Seventh, it is important to recognize that the PRB does not have a clear protocol for conducting effective, timely, and transparent investigations regarding the response of police and campus leadership to protest activity. When the Chancellor requested that the PRB investigate the November 9 incident, the Board Chair, with assistance from Board members, began to design the investigation procedure. Considerable time and energy was spent by PRB members negotiating over the contours of the investigatory process. This prolonged the investigation and ultimately the publication of a final Report. The failure to have an investigatory procedure in place resulted in confusion and miscommunication with faculty members and others asked to participate in the investigation. Additionally, certain hearings and testimony were not recorded or transcribed even though some Board members believed recordings and transcriptions would enhance the investigation. Accordingly, written guidelines for PRB procedures should be developed before the next investigation. Such guidelines should be established through a transparent process that encourages student, faculty, Administration, and police input. The guidelines should specify the role of individual PRB members including the Board Chair.

— Exercise 1 —
According to the PRB passage, whose input should the process for establishing PRB guidelines encourage? List each group.
— Exercise 2 —
Condense the paragraph of the PRB passage beginning "Seventh, it is important" into a bulleted list that keeps its main facts.

— Material shown —
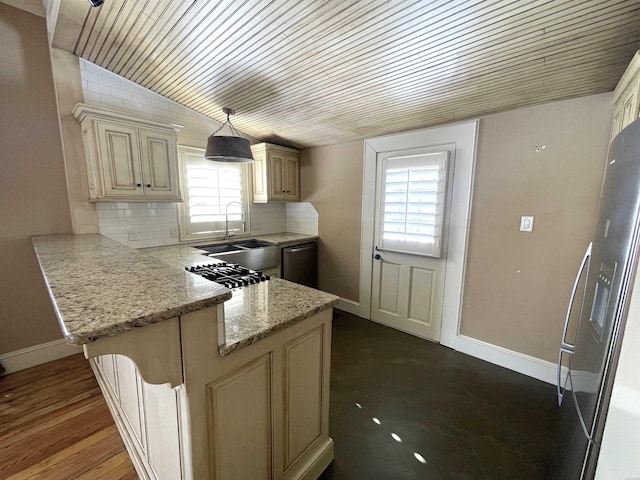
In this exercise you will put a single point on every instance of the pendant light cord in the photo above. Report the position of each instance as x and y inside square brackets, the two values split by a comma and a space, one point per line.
[231, 127]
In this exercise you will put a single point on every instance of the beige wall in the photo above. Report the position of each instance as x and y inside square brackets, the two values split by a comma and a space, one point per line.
[517, 284]
[331, 179]
[33, 195]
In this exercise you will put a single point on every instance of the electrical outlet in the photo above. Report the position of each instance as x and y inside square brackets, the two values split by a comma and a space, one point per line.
[526, 224]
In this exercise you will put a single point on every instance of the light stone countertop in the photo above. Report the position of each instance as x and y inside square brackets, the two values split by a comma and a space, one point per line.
[100, 287]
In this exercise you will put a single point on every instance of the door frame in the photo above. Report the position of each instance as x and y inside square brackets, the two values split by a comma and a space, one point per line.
[464, 135]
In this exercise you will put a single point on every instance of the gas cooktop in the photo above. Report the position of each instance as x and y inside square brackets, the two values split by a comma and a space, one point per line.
[229, 274]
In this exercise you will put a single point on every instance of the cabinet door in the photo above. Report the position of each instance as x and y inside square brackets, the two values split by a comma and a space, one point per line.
[304, 391]
[291, 176]
[128, 395]
[119, 160]
[259, 168]
[276, 179]
[159, 164]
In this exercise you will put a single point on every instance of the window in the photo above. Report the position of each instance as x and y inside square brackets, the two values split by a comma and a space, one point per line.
[412, 210]
[209, 189]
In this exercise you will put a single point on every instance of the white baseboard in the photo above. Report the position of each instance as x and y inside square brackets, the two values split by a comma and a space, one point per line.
[349, 306]
[37, 355]
[518, 362]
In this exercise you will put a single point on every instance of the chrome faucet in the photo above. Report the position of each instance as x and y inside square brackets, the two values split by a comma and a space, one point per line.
[243, 219]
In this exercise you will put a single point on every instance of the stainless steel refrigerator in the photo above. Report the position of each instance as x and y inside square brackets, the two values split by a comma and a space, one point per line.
[597, 312]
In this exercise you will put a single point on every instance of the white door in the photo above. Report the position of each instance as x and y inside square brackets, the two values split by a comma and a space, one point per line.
[410, 230]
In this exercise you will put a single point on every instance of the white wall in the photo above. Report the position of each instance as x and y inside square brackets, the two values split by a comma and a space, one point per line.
[302, 218]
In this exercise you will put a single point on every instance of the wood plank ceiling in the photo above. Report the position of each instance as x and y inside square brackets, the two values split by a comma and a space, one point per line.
[309, 73]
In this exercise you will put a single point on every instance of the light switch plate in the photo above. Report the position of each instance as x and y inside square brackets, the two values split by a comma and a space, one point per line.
[526, 224]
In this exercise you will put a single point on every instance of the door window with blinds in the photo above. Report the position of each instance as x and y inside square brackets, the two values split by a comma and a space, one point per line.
[209, 187]
[412, 203]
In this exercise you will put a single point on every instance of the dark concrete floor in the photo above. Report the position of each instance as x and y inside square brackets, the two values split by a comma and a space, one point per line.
[468, 419]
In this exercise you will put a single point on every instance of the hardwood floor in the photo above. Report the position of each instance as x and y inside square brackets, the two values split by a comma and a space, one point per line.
[54, 424]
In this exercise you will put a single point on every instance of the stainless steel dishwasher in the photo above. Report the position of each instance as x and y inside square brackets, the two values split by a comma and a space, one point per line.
[300, 264]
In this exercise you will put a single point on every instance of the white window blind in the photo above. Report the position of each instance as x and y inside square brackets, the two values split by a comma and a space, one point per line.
[209, 187]
[413, 204]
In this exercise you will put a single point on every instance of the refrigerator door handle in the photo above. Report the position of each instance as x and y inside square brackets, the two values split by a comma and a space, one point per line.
[585, 262]
[559, 384]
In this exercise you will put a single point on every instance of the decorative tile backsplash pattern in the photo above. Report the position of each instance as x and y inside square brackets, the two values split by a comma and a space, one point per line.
[154, 224]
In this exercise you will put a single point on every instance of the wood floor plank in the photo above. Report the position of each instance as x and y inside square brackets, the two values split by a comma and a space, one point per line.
[109, 469]
[55, 424]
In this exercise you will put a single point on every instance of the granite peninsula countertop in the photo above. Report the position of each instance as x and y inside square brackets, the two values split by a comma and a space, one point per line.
[100, 288]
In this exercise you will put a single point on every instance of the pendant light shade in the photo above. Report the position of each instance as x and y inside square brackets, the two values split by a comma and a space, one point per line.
[222, 148]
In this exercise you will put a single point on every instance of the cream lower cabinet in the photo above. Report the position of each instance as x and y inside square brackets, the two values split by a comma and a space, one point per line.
[147, 417]
[276, 173]
[627, 97]
[129, 159]
[261, 412]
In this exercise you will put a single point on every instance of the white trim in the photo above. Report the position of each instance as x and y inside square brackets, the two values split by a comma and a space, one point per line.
[518, 362]
[37, 355]
[349, 306]
[464, 136]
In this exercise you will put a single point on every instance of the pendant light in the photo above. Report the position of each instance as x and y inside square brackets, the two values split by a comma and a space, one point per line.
[233, 148]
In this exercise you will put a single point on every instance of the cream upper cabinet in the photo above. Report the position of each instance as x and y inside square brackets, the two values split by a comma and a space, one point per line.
[627, 97]
[127, 158]
[276, 173]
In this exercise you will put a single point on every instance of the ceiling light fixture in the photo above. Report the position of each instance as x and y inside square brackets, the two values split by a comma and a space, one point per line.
[221, 148]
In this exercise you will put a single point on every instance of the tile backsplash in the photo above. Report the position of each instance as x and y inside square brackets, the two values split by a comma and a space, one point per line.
[302, 218]
[140, 225]
[154, 224]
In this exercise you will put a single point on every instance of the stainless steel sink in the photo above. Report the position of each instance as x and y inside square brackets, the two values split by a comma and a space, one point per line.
[221, 248]
[251, 254]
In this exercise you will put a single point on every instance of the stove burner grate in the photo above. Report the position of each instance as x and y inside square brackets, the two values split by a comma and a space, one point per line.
[229, 274]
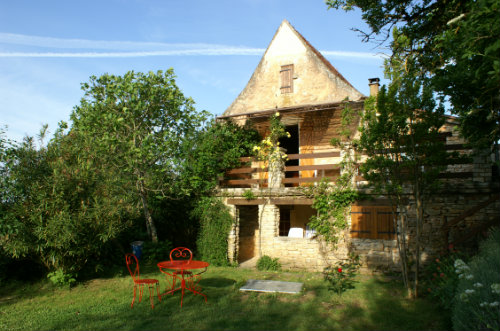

— Exercise result 1 —
- Students
- Faculty
- Administration
- Police

— Exercise result 2 —
- The PRB has no clear protocol for effective, timely, and transparent investigations of how police and campus leadership respond to protest activity.
- When the Chancellor requested an investigation of the November 9 incident, the Board Chair and members had to design the procedure, and negotiating its contours took considerable time and energy.
- This prolonged the investigation and delayed the final Report.
- The lack of a procedure caused confusion and miscommunication with faculty members and other participants.
- Some hearings and testimony were not recorded or transcribed, although some Board members believed doing so would enhance the investigation.
- Written PRB guidelines should be developed before the next investigation through a transparent process that encourages student, faculty, Administration, and police input.
- The guidelines should specify the role of individual PRB members, including the Board Chair.